◆ TASK OBJECTIVE
Look below for the line holding "query: tent entrance" and the line holding "query: circus tent". Transcribe exactly those lines and all lines between them, nothing more.

◆ DATA RECORDS
----

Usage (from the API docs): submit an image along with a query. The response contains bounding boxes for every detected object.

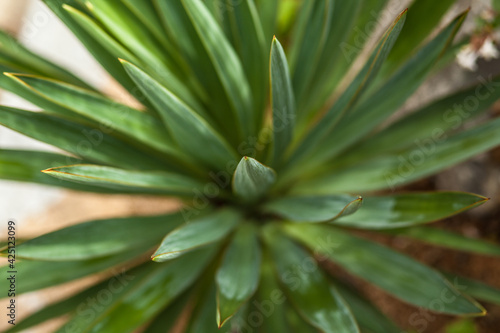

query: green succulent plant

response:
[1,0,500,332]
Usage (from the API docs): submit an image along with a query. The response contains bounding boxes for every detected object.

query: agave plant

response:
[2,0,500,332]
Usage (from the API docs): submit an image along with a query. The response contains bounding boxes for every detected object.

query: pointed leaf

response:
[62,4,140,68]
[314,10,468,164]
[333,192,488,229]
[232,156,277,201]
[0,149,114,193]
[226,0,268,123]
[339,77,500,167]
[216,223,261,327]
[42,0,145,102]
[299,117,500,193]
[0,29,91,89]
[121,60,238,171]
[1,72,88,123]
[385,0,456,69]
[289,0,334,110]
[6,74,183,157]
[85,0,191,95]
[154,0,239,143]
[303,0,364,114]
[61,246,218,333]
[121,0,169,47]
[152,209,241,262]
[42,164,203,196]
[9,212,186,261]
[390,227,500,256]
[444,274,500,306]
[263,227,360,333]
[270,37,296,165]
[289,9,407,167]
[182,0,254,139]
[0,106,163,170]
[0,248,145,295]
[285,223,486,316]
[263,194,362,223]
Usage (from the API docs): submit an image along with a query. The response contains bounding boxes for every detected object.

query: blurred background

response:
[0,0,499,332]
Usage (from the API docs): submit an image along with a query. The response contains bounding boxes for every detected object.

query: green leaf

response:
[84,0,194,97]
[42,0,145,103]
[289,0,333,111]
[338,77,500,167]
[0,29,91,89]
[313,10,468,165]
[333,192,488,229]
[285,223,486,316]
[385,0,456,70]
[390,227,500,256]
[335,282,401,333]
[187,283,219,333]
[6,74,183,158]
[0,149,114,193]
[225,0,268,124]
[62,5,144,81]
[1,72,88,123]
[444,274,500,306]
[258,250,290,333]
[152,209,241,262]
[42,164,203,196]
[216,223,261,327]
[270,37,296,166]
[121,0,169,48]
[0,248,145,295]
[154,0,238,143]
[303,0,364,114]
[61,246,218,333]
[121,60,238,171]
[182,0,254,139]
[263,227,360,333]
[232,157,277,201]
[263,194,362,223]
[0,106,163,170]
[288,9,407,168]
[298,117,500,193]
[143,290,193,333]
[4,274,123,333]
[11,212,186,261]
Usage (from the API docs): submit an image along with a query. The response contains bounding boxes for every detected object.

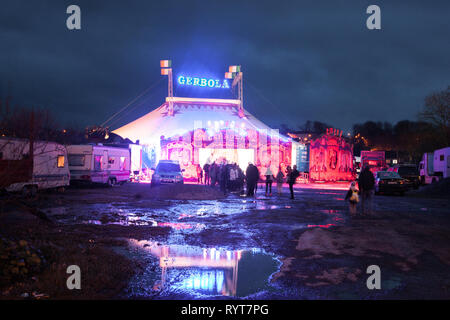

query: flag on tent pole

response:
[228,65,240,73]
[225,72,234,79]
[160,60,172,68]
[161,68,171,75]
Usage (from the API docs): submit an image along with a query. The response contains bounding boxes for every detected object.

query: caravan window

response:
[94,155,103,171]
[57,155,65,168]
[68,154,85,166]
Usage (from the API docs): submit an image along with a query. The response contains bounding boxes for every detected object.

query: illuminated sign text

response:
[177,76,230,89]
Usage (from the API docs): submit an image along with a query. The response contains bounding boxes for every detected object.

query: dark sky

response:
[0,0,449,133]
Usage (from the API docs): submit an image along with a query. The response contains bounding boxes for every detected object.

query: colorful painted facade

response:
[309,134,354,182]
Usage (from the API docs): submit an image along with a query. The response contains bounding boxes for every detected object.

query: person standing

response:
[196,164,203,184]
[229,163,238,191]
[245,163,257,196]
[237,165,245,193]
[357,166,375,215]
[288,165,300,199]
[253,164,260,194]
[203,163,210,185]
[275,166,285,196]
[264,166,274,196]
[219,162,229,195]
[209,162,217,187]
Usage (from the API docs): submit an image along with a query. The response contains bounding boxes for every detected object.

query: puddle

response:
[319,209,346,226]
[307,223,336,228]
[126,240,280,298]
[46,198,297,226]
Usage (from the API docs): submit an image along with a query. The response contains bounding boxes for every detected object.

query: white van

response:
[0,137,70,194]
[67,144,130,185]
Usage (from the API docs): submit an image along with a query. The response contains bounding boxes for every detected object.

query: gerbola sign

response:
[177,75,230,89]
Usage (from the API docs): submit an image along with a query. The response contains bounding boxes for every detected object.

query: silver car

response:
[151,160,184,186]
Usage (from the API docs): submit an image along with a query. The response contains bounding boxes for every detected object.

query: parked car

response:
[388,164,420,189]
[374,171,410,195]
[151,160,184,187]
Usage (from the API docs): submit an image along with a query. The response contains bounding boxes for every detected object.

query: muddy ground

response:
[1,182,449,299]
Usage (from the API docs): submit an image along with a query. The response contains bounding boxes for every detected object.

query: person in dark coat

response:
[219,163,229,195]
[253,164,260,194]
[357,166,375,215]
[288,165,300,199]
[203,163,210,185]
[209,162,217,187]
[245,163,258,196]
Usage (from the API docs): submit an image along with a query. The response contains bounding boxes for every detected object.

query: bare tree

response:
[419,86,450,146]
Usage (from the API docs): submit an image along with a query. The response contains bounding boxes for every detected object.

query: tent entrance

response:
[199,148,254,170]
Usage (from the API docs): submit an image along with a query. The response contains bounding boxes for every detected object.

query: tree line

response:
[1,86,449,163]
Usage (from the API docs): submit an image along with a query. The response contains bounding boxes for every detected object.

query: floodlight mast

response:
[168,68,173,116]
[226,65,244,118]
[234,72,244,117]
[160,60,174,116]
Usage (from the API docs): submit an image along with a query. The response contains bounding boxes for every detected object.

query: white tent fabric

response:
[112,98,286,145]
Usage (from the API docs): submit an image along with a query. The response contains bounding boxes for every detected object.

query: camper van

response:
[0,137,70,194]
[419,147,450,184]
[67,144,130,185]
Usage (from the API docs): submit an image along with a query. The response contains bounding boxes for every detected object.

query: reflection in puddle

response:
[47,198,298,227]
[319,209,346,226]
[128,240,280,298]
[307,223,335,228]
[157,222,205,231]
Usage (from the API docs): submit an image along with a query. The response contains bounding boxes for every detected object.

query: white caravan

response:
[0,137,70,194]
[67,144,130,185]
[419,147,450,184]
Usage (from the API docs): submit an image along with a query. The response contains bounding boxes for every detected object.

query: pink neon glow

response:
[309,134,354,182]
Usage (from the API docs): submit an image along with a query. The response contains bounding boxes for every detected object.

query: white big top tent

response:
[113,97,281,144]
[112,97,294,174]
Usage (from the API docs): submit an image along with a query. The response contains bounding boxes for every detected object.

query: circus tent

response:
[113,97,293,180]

----

◆ TASK RESPONSE
query: tent entrance

response:
[199,148,254,170]
Usage (from the API docs): submit an image along with a query. The response contains bounding boxes for every detected object.

query: tree line

response:
[1,86,449,163]
Usage (from the API docs): submit an image along with a query. The response contains bounding boxes for every detected object.

query: floodlight mast

response:
[168,68,173,116]
[226,65,244,118]
[234,72,244,117]
[160,60,174,116]
Usage (from the API docs): submit an image along with a query. The response contains bounding boxes for every detected object.

query: white tent fabric

response:
[112,98,286,145]
Usage (from the API docs): submit an image along with a query. The response contains bounding boxes for every detected object.

query: camper van

response:
[0,137,70,194]
[419,147,450,184]
[67,144,130,185]
Usage (from the API docs): submit an image along with a query. The response contains bounding boxes for every detected object.

query: reflection in puddle

response:
[47,198,298,227]
[319,209,346,226]
[128,240,280,298]
[307,223,335,228]
[157,222,205,231]
Usage (from the API docs): submit an image along with a query. The response contains bounding boxes for every detected object.

query: white caravan

response:
[0,137,70,194]
[67,144,130,185]
[419,147,450,184]
Usage (from the API docs): submit an image along with a query. The response contains bounding boxes for every detected object.

query: pink neon glow

response:
[309,134,354,182]
Usage (from the API docs): submit an image along with a query. The response contains bounding boxes for every detected object.

query: white big top tent

response:
[113,97,281,144]
[112,97,294,174]
Usage (from the API docs): submit an image along with a query. The response contains bounding boxes for every detected object.

query: circus tent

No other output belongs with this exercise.